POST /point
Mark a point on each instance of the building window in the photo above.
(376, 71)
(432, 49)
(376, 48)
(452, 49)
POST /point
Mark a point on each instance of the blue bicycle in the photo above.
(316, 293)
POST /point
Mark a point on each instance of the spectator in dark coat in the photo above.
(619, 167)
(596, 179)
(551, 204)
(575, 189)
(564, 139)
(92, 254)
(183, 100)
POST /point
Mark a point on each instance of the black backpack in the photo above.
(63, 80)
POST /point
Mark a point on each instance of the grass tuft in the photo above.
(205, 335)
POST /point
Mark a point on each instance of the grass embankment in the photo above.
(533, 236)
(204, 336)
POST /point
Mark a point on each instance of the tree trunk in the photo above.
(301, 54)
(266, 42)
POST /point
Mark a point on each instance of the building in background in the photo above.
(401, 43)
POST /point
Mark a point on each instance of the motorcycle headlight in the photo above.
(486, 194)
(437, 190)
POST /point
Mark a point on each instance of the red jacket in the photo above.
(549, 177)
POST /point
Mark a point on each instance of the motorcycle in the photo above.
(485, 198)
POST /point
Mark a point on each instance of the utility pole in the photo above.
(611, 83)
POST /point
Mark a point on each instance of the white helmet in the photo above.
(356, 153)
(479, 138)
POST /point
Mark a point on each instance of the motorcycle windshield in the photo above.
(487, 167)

Short task -> Every line of the data above should be reproduced word for word.

Solution to the exercise ->
POST /point
Mark a point on each instance of the building window in the photo above.
(376, 71)
(432, 49)
(376, 48)
(452, 49)
POST /point
Mark a point on each instance of the blue bicycle in the photo above.
(316, 293)
POST /point
Mark a point on each instance of the spectator in dark coat in the photo above.
(619, 167)
(596, 179)
(551, 204)
(575, 189)
(564, 139)
(92, 254)
(183, 100)
POST /point
Mark a point on each instance of the black backpack in the photo above.
(63, 80)
POST /point
Mark a point on each instance of the grass tuft in the photo above.
(205, 335)
POST /point
Mark a point on each instance of the grass embankment in the photo above.
(533, 236)
(204, 336)
POST /point
Mark a point on each instance of the tree trunk in the photo above.
(301, 54)
(266, 42)
POST /point
Mark a point on each instance of the building in background in the photo above.
(401, 43)
POST /point
Mark a point on each instance of the motorcycle headlight in the photo above.
(486, 194)
(437, 190)
POST /point
Mark a point on each instance of the red jacket in the photo above.
(549, 177)
POST /point
Mark a point on each instance of the motorcycle in the photo above.
(485, 198)
POST /point
Mark a point on each instance of the utility pole in the photo above.
(611, 83)
POST /point
Mark a point on each instance of the white helmet in the photo above.
(356, 153)
(479, 138)
POST /point
Mark a point on each instance of the motorcycle windshield in the photo above.
(487, 167)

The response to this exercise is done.